### TASK REQUIREMENTS
1: In the equatorial mount build notes, what is the estimated cost of making an OnStep MiniPCB2 controller?
2: Duplicate a passage of the equatorial mount build notes word for word: begin at the words "RJ45 connector 2" and stop after "better than belts.".

### SUPPLIED PASSAGE

*** Block opens ***

Here’s the shopping list for two axes. Prices are approximate: I already had quite a few parts in stock when designing the DHEM. The total investment is around 900€ for the mechanics, and I estimate the cost of making an OnStep MiniPCB2 controller at 100€.

The estimated total cost of the equatorial mount is less than 1000€.

I think you can save a lot of money by going to other supply sites. For example, I got about €70 worth of Bosch M4 T-nuts from RS Components, when I could have got them for 5 or 10 times less with no-name (for example, another example). I had Bosch in my stuff, so I didn’t deprive myself.

final_assembly_1

Name Quantity Reference Price € Link
M4x8 32 - a few  
M4x10 16 - a few  
M4x16 20 - a few  
M4x20 20 - a few  
M5x10 8 - a few  
M5x20 6 - a few  
M6x16 12 - a few  
20mm Bosch Rexroth profile 1 212-3292 25 RS components
T-nuts 64 466-7281 70 RS components
M4 Angle Bracket 24 180-9136 30 RS components
M4 inside M6 insert 4 B096VSWCBQ 8 Amazon FR
Dovetail Clamp 1 EUF9144C 30 Amazon FR
Dovetail Mounting Plate 1 EUF9175B 20 Amazon FR
Arca clamp 1 B0BW3SSHY1 20 Amazon FR
Arca mounting 1 B0771KW7TK 15 Amazon FR
Nema 17 with 10:1 Planetary Gearbox 2 17HS15-1584S-MG10 60 StepperOnline
Harmonic Drive 2 CSF-17-100-2UH 550 ebay (datasheet)
RJ45 connector 2 MRJ5380M1 35 Farnell
OnStep controller 1 MiniPCB2 ~100 oshwlab

Assembly

Harmonic drive

Harmonic gearboxes (wikipedia), or more precisely strain wave gears, are a type of gear mechanism that transmits much more torque than other common gears. This is mainly due to the fact that there are many more teeth engaged at once. One of the major advantages of these gears is that they have virtually no backlash, partly because they use deformation. It’s a bit like belts, which are supposed to be more or less backlash-free, but harmonic gearboxes use deformable metal spring steels, which are much better than belts.

*** Block closes ***

### AVAILABLE DATA
*** Block opens ***

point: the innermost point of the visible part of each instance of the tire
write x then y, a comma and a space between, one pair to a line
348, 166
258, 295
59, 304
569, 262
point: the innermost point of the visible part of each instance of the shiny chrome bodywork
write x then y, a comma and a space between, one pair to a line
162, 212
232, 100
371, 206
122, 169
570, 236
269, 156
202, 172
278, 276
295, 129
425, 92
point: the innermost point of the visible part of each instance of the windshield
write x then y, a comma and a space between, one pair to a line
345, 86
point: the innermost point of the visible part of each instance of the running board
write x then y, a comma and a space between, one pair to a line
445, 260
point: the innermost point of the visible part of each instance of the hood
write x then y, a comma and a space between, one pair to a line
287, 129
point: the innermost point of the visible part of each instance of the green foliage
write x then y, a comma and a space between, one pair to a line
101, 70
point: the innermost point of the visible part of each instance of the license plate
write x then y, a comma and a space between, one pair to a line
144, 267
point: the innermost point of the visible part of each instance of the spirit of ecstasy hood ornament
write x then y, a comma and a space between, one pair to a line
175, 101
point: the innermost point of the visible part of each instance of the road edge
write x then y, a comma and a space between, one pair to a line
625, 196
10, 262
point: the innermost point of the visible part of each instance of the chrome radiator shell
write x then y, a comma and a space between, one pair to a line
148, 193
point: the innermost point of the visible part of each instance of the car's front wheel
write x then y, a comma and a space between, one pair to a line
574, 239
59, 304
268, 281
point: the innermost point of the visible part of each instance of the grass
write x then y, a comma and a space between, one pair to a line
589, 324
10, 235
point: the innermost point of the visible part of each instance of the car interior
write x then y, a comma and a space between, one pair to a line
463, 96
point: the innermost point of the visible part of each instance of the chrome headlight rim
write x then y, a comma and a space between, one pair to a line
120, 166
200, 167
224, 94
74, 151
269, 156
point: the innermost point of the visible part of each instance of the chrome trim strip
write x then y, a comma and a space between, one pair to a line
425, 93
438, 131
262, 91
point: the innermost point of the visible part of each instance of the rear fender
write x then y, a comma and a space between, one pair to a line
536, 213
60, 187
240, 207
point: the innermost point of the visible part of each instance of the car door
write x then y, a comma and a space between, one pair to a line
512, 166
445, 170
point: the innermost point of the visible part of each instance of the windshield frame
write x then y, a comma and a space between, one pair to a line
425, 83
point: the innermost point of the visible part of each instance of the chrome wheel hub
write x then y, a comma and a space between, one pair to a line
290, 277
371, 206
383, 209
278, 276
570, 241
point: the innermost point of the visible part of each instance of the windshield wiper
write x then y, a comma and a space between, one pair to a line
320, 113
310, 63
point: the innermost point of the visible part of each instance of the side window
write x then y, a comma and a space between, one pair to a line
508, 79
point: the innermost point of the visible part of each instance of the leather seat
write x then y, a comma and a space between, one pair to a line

*** Block closes ***

### OUTPUTS FOR THE TASKS
1: 100€

2:
RJ45 connector 2 MRJ5380M1 35 Farnell
OnStep controller 1 MiniPCB2 ~100 oshwlab

Assembly

Harmonic drive

Harmonic gearboxes (wikipedia), or more precisely strain wave gears, are a type of gear mechanism that transmits much more torque than other common gears. This is mainly due to the fact that there are many more teeth engaged at once. One of the major advantages of these gears is that they have virtually no backlash, partly because they use deformation. It’s a bit like belts, which are supposed to be more or less backlash-free, but harmonic gearboxes use deformable metal spring steels, which are much better than belts.